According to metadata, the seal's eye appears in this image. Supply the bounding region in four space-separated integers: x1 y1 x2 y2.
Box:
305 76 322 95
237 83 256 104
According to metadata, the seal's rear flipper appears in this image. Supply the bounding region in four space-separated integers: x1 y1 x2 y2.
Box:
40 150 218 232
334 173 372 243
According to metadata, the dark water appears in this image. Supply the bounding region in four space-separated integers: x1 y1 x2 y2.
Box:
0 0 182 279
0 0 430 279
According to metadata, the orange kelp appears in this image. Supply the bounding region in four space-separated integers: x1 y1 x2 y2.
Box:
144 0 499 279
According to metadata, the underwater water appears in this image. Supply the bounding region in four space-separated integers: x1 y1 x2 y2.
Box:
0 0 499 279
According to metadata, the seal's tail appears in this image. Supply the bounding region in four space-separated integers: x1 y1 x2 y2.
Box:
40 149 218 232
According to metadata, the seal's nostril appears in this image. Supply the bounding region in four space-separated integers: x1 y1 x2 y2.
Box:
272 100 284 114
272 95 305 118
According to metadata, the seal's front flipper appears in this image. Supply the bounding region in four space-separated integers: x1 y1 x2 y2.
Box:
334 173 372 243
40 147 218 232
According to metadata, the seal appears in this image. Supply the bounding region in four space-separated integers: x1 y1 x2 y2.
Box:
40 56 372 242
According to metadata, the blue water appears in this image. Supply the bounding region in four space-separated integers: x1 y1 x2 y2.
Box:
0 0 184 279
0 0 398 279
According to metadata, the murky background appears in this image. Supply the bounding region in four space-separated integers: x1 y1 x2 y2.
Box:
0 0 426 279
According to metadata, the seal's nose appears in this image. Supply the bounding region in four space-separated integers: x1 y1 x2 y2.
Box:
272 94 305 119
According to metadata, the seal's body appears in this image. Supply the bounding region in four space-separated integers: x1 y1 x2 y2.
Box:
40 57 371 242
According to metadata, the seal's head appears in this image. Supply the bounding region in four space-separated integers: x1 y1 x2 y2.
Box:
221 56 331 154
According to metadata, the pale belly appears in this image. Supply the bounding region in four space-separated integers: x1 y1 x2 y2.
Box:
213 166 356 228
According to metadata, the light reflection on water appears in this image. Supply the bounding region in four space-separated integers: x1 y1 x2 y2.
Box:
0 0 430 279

STATED TASK: Pick out each line of the data above that contains the word "flipper".

THE RESPONSE:
According to metadata, the seal's rear flipper appears in this image. Supply the bounding region in four space-separated integers: x1 y1 x2 y2.
According to metadata, the seal's front flipper appears in this image. Supply the bounding region in four space-separated integers: x1 y1 x2 y2.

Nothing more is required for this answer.